Page excerpt >>
+-------+

MillenniumBCP – bank

UPDATE: as of October 2, 2019, and following a complaint to Bank of Portugal, the national regulator authority, MillenniumBCP no longer sends the HTTP requests to Facebook if the cookie consent form is responded to accordingly. But it still does… to Google.

As one arrives to its website, MillenniumBCP (one of the 3 largest Portuguese banks) presents a cookie consent form:

We filled it with default values, disallowing “re-marketing”; even so, plenty of HTTP requests to Facebook are made prior and after authentication, evidently notifying Facebook of all “private” page navigation within the customer banking interface:

For example, Facebook knows whether one navigates to “My portfolio” (“As minhas poupanças”) or “Make a transfer” pages, therefore getting very precise private behaviour information.

So Facebook knows that you have an account in MillenniumBCP, which seem to violate Portuguese and European secrecy laws.

The above evidence was collected simply with Firefox’s network monitoring tool; more here (HTTP Archive Format obtained with Charles HTTP proxy).

+-------+

Data shown >>

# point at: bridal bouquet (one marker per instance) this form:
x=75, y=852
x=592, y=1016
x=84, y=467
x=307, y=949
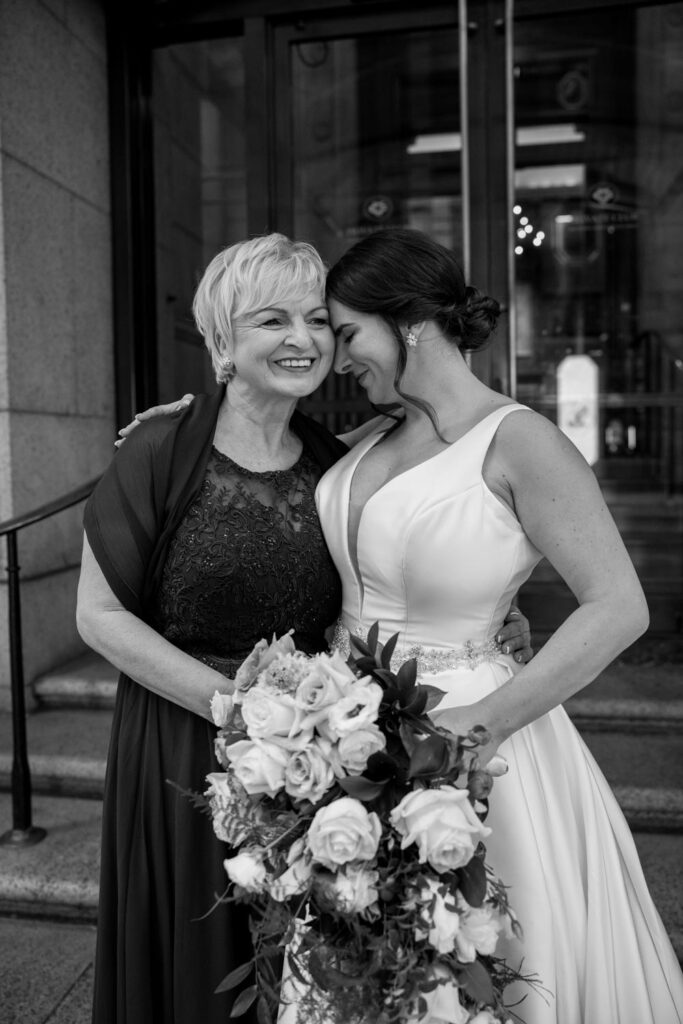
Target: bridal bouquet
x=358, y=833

+-------+

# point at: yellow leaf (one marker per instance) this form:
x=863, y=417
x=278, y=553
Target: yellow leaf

+-------+

Reproduce the passage from the MillenniumBCP excerpt above starting at "As one arrives" and ending at "European secrecy laws.".

As one arrives to its website, MillenniumBCP (one of the 3 largest Portuguese banks) presents a cookie consent form:

We filled it with default values, disallowing “re-marketing”; even so, plenty of HTTP requests to Facebook are made prior and after authentication, evidently notifying Facebook of all “private” page navigation within the customer banking interface:

For example, Facebook knows whether one navigates to “My portfolio” (“As minhas poupanças”) or “Make a transfer” pages, therefore getting very precise private behaviour information.

So Facebook knows that you have an account in MillenniumBCP, which seem to violate Portuguese and European secrecy laws.